- WHAT IS EXPECTED -
From the entries that follow, copy every line with the word "headscarf".

- SOURCE RECORDS -
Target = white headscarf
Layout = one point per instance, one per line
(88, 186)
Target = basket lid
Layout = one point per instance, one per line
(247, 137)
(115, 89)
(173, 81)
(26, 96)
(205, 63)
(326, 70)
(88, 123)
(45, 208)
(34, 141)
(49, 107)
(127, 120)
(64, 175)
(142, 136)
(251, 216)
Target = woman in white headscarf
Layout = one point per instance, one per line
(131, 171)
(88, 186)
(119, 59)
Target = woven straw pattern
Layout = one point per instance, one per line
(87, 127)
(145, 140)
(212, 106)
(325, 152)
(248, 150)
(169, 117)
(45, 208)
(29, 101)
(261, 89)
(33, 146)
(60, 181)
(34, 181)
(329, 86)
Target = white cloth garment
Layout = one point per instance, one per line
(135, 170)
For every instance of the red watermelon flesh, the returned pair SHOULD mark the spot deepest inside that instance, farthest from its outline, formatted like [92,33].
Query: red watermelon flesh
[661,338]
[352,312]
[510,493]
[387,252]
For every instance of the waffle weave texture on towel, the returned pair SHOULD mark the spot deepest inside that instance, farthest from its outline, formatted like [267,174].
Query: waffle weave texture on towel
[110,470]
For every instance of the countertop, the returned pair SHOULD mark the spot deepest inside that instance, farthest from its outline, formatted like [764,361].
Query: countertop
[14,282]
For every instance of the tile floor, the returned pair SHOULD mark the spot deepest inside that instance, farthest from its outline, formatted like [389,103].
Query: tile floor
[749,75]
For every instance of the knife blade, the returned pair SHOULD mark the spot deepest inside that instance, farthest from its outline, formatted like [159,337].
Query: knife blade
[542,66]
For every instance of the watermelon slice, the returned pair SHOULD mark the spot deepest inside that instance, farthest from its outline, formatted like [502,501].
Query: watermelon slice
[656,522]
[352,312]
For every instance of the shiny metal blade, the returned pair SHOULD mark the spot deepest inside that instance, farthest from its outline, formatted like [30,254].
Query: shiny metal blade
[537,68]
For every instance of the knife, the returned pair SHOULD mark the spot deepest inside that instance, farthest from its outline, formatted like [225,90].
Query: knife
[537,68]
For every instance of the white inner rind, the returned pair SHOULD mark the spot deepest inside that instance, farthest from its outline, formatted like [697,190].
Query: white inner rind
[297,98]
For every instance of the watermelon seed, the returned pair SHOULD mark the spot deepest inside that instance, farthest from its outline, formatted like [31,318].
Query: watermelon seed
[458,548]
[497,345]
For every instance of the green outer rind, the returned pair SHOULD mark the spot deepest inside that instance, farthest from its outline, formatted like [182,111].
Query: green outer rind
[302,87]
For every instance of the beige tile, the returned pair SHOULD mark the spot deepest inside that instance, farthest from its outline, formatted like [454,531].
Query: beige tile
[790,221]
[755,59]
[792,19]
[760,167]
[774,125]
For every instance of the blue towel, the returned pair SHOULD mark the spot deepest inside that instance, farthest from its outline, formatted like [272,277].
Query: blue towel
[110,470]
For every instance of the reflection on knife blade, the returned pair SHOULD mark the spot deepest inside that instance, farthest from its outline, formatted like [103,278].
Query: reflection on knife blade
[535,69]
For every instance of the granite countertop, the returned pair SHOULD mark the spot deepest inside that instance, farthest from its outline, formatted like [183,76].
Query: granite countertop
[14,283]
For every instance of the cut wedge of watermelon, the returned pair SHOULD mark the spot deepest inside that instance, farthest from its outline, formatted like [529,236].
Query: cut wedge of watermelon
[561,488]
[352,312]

- SOLUTION TO THIS PROBLEM -
Target = white headscarf
Target = woman in white headscarf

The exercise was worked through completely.